# Playground footers



## Ashful (Apr 23, 2013)

So, I'm faced with moving one of these behemoths, which the previous owners left behind for us, and the wife wants in a different spot in the yard.





I'm taking the opportunity to replace some damaged components, re-stain, etc., but with regard to preparing the new site, I'm finding very little (actually nothing!) information. It would almost appear folks are just setting these things right on the grass, with no piers, footings, etc.

Looking under mine (I have not moved it yet), it appears the six cedar 4x4 posts which make up the legs of the main part, are sitting atop 4x4 pressure treated pilings driven into the ground. It seems to me that if I just set it on the lawn, particularly an area that tends to get wet this time of year, it's going to slowly sink, and perhaps list (it's much taller than it is deep).

The actual move won't be much of a problem for me, but I am confused about site prep.  I do want to avoid creating a large gravel or mulch area, and would prefer piers sunk directly in the lawn, if any structure at all is required.

Opinions? Experience?


----------



## ironpony (Apr 24, 2013)

I like the idea of pilings as you described, just do not set them in concrete. use #8 limestone it will compact tight and allow drainage around the posts. also some sort of anchor to the pilings so the set cant slip off of them. it will also be easier to level six points them grade the whole area so it sits flat.


----------



## jharkin (Apr 24, 2013)

I dont have any advice but will watch to see what you end up doing.  My wife wants me to get one of these for our kids in the next year.  I have noticed the same you have - most folks seem to have them just sitting on the grass and after 5 years of use or so put an add in craigslist for somebody to buy it and come take it away.


----------



## mithesaint (Apr 24, 2013)

I built something similar, but a bit larger than that, and just set it on the grass.  No major/obvious settling yet, but it's only been there for 2 years so far.  I have pretty heavy clay, and had no desire to dig any sort of footing, and I can't see anything sinking into this heavy soil.


----------



## Ashful (Apr 24, 2013)

Data listing:
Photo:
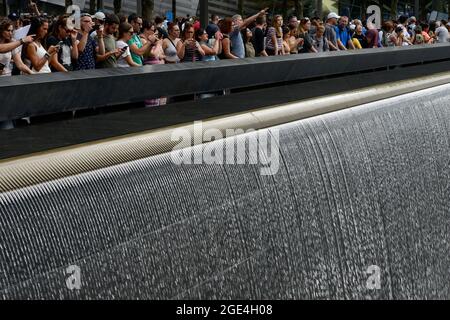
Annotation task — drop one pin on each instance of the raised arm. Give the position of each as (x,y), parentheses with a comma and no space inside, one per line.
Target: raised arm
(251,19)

...

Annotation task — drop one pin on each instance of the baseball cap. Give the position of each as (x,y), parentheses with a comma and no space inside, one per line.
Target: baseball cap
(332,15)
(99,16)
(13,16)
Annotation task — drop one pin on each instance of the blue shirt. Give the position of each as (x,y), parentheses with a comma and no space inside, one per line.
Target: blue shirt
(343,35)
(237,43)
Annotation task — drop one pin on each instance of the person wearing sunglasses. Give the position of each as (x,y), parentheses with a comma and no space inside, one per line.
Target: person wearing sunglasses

---

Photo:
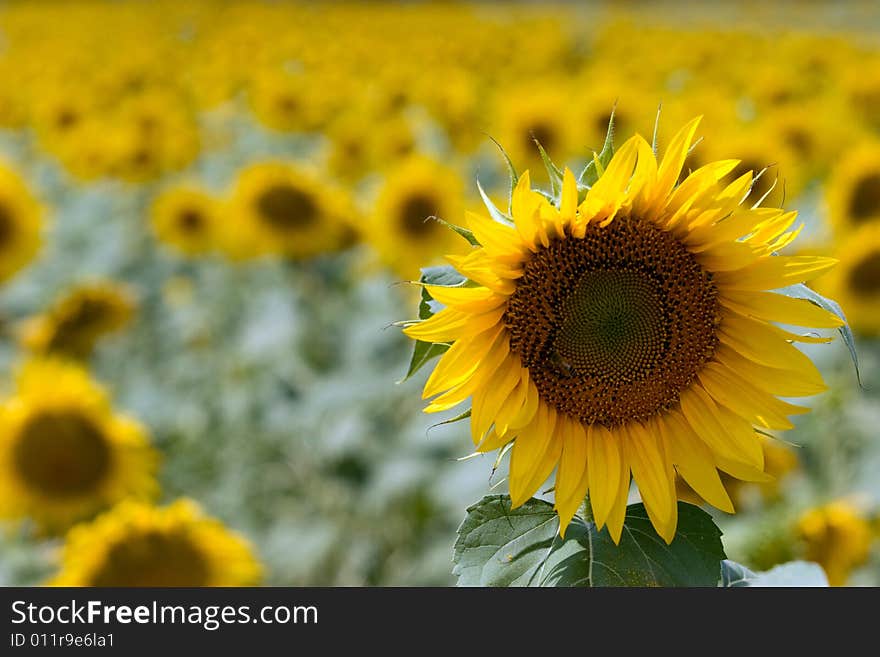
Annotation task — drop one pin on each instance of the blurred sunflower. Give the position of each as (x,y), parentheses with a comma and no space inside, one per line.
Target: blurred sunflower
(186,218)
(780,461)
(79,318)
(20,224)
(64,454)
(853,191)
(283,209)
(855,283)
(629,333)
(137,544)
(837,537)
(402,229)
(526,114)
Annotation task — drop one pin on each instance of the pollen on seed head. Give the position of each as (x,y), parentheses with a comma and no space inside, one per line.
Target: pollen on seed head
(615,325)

Task instructions:
A. Reproduce, word for word, the stretch of the playground footers thread from "So, I'm faced" through "piers, footings, etc.".
B. Pick up the playground footers thread where it stops and continue it.

Answer set:
A.
So, I'm faced with moving one of these behemoths, which the previous owners left behind for us, and the wife wants in a different spot in the yard.





I'm taking the opportunity to replace some damaged components, re-stain, etc., but with regard to preparing the new site, I'm finding very little (actually nothing!) information. It would almost appear folks are just setting these things right on the grass, with no piers, footings, etc.

B.
ironpony said:


> I like the idea of pilings as you described, just do not set them in concrete. use #8 limestone it will compact tight and allow drainage around the posts. also some sort of anchor to the pilings so the set cant slip off of them. it will also be easier to level six points them grade the whole area so it sits flat.


 
I will need to check out the limestone.  I had in my head the option of just digging two trenches the length of the swingset, filling with crushed stone, and leveling that.  It would drain well, but with kids swinging on the set, I figured it would eventually work itself down into the crushed stone.  That's when I started considering two poured footers, in the same two trenches.

After thinking about it some more, the plan I'm favoring is to dig two trenches (front and rear wall of main playhouse portion), pour in crushed stone, and then set to railroad ties horizontal in the trenches on the crushed stone.  Backfill around it, so the ties are just an inch or three above grade.  Set playhouse on railroad tie foundation.  The outriggers for the actual swingset beam can sit right on dirt, or on a pair of pavers.  The previous owners had that portion just on the dirt, which seemed to work well since the mid-1990's.


----------



## dougstove (Apr 27, 2013)

"The outriggers for the actual swingset beam can sit right on dirt, or on a pair of pavers. The previous owners had that portion just on the dirt, which seemed to work well since the mid-1990's."

Depending upon how high/heavy the swinging goes, will the outriggers lift off the ground?
Should they be tied down?


----------



## billb3 (Apr 27, 2013)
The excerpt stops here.